#### WHAT THE TASK ASKS:
Transcribe exactly, and only, the lines from the one containing "Where can you see the mattress" through the last line of the data.

#### Dataset entries:
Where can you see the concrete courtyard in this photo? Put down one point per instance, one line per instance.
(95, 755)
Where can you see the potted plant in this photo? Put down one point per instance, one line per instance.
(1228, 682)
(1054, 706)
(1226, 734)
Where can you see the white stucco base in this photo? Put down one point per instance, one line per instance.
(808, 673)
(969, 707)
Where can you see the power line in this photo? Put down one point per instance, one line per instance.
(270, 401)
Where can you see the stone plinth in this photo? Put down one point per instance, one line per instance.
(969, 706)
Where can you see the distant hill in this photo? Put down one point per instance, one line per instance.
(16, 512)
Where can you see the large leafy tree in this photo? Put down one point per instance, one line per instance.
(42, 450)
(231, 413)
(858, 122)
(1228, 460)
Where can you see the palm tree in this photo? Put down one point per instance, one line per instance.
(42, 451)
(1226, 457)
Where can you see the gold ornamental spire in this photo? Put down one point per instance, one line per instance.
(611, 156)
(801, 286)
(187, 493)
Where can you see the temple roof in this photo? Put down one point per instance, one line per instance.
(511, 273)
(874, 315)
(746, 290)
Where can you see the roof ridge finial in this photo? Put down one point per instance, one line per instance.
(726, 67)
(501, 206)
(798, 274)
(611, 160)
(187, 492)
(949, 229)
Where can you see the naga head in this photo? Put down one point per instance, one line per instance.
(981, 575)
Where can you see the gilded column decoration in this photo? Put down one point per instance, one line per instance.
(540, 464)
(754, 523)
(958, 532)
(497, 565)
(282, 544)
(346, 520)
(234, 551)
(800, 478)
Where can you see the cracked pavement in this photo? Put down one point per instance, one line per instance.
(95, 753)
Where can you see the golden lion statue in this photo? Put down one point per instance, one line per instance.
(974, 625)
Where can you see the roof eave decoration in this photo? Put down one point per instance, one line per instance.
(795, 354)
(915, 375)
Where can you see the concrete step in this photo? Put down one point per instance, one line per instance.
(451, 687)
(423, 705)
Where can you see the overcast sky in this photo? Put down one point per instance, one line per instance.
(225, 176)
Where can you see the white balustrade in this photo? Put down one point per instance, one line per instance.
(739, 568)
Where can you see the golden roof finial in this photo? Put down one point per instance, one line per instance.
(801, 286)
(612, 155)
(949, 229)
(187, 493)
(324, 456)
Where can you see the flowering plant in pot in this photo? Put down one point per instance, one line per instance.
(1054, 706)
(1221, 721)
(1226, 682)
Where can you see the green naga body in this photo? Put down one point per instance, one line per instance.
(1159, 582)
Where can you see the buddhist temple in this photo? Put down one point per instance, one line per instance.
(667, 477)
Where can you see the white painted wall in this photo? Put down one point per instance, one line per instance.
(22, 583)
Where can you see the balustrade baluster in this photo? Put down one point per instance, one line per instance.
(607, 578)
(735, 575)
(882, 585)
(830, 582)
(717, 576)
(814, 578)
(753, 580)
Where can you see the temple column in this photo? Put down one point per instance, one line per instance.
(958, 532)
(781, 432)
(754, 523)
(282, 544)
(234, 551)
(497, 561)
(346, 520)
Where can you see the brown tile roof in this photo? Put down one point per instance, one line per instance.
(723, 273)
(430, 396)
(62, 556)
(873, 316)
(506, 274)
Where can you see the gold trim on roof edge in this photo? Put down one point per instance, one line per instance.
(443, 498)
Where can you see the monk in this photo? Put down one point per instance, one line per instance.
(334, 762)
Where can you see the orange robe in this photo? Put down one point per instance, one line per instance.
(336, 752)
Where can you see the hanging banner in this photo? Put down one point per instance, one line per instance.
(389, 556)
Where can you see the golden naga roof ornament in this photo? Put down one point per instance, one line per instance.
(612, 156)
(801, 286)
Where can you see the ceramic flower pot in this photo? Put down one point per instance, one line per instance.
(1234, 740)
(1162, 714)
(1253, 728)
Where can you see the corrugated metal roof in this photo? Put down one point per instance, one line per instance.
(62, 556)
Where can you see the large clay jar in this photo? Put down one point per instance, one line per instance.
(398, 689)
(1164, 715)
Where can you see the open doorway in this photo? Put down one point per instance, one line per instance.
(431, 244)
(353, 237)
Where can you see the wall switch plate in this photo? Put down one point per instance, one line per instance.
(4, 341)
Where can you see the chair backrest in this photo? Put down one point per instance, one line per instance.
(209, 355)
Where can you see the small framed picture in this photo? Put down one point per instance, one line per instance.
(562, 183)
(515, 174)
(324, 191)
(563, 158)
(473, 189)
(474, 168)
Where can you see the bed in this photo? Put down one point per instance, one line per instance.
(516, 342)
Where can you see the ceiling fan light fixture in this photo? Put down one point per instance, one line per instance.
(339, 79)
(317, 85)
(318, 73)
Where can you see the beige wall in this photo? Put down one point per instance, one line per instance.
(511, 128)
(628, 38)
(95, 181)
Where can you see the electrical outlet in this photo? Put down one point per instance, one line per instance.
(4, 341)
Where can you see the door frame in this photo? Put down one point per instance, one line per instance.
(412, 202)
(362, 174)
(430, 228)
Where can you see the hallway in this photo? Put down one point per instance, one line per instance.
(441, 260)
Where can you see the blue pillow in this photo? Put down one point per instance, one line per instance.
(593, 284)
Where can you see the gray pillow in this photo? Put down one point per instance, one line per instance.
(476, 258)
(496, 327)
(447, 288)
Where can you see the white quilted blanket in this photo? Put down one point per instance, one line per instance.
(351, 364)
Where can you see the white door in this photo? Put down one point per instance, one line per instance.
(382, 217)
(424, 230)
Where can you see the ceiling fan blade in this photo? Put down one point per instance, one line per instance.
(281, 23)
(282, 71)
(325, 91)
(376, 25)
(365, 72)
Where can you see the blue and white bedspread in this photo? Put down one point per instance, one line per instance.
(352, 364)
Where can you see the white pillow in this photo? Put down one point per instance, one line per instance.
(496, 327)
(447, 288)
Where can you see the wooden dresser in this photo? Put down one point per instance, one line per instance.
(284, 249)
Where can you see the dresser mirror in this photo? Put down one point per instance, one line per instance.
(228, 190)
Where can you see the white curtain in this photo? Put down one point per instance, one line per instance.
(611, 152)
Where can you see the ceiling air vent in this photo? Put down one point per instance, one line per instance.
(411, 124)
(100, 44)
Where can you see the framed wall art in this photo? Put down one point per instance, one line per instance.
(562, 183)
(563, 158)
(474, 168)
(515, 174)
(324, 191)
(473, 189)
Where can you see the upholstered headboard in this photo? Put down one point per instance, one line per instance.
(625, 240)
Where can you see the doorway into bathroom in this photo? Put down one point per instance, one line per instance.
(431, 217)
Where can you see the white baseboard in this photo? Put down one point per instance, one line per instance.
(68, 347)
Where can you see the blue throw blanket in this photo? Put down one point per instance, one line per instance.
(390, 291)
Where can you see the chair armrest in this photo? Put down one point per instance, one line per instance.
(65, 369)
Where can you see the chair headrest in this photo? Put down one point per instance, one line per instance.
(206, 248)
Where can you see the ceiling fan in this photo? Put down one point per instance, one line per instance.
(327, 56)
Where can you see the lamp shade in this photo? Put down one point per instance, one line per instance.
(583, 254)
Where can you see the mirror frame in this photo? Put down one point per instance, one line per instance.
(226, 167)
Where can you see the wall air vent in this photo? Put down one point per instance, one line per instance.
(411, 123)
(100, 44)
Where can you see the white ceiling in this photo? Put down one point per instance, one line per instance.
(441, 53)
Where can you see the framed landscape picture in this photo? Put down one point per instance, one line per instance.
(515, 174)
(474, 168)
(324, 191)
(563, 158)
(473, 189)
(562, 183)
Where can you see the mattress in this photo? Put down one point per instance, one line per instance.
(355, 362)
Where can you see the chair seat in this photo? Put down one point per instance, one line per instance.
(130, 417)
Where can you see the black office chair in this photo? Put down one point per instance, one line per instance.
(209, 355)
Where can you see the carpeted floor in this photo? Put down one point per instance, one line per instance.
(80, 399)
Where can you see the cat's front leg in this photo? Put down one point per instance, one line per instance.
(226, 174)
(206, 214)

#### FINAL ANSWER:
Where can you see the mattress in this photo? Put down one point per instance, one line per instance.
(355, 362)
Where can you see the chair seat in this photo? Put down one point per instance, one line per instance.
(130, 417)
Where can you see the black office chair in this photo? Put down one point per instance, one line per instance.
(209, 355)
Where can you see the carpeted floor in this photo? Put down one point per instance, one line per instance.
(80, 399)
Where can you see the cat's front leg in this photo? Put down one point per instance, one line per instance.
(226, 174)
(206, 214)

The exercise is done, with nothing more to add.